# Heroes Of Pymoli Data Analysis - J Vacanti

### Insights
#### 1. The vast majority of players are males (81%) and male playes also have the highest average purchase price.
#### 2. Players in the 20-24 age group have the highest number of players and highest total purchase value. 
#### 3. The Retribution Axe is one of the most popular and profitable items

In [1]:
# Dependencies
import pandas as pd
import os

In [2]:
file_one = os.path.join("Resources", "purchase_data.json")
#file_tow = os.path.join("Resources", "purchase_data2.json")

In [3]:
file_one_df = pd.read_json(file_one, encoding = "ISO-8859-1")
#file_two_df = pd.read_json(file_tow, encoding = "ISO-8859-1")

In [4]:
#file_one_df.head()

In [5]:
#file_two_df.head()

In [6]:
# Append the files
merged_df = file_one_df
#merged_df.head()

In [7]:
# Total Unique Players
UniquePlayerCount = merged_df["SN"].value_counts()

────────────────

# WORK TO BE COMPLETED
Resume the Heroes of Pymoli analysis from the point where it stops. The listing has no connection to the Heroes of Pymoli analysis.

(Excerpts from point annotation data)
────────────────

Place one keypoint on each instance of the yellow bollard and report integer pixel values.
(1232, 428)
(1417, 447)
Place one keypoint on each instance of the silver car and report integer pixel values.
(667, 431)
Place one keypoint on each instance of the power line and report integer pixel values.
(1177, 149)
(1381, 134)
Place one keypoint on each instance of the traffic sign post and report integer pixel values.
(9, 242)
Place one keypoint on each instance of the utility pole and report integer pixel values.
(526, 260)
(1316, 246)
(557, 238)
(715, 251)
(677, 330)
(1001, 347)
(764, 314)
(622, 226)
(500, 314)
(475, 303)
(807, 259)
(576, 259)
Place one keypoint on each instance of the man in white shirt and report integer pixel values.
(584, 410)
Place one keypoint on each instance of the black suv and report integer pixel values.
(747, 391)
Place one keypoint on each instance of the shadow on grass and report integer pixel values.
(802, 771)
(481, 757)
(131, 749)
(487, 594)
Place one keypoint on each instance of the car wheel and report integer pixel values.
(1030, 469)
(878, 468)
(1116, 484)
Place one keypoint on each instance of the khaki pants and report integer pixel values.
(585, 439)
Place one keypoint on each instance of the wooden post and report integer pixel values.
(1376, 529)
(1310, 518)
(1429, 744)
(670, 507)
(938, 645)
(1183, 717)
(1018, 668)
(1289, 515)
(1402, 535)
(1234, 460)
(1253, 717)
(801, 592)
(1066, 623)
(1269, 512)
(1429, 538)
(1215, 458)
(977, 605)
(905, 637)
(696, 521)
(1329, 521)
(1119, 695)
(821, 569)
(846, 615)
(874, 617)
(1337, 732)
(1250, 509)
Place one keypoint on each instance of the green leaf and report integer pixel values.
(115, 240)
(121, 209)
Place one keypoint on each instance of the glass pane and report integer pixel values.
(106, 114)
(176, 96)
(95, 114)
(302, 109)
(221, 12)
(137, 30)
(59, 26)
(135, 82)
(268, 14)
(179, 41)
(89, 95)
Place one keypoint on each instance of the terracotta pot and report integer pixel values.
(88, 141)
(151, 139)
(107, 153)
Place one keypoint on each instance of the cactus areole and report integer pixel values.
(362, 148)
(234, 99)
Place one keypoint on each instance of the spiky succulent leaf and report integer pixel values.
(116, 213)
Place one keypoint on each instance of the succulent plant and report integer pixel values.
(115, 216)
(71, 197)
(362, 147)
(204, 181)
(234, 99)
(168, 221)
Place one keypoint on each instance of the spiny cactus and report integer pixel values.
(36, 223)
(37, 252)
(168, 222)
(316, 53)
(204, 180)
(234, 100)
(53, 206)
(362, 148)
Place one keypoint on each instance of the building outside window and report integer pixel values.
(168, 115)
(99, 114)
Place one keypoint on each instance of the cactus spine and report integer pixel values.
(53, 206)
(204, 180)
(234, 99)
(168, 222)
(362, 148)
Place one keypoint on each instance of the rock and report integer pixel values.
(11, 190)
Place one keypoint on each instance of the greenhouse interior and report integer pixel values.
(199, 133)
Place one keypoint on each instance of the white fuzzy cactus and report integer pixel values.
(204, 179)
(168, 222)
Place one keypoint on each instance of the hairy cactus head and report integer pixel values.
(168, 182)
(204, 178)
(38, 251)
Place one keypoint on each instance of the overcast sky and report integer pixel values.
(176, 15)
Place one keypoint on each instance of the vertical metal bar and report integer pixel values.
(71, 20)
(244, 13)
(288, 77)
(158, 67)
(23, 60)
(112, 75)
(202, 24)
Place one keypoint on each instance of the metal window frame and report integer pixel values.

────────────────

# TASK RESPONSE
## Player Count

In [8]:
# Count of Unique Players
TotalPlayers = UniquePlayerCount.count()
TotalPlayers_df = pd.DataFrame({"Total Players":[TotalPlayers]})
TotalPlayers_df

Unnamed: 0,Total Players
0,573


## Purchasing Analysis

In [9]:
# Unique item count
UniqueItemCount = merged_df["Item ID"].value_counts()

In [10]:
# Total unique items
TotalUnique = UniqueItemCount.count()

TotalUnique_df = pd.DataFrame({"Total Unique Items":[TotalUnique]})

In [11]:
# Avg purchase price
avg_price = merged_df["Price"].mean()


In [12]:
#No. of Purchases
NoOfPurchases = merged_df["Gender"].count()

In [13]:
#Total Revenue
TotalRev = merged_df["Price"].sum()

In [14]:
purchase_analysis_df = pd.DataFrame({"Number of Unique Items":[TotalUnique],
                                 "Avg Puchase Price":[avg_price],
                                    "Total Revenue":[TotalRev],
                                    "No. of Purchases":[NoOfPurchases]})
purchase_analysis_df.round(2)

Unnamed: 0,Avg Puchase Price,No. of Purchases,Number of Unique Items,Total Revenue
0,2.93,780,183,2286.33


## Gender Demographics

In [15]:
# Create DF removing duplicate screen names to accurate counts
deduped_df = merged_df.drop_duplicates("SN")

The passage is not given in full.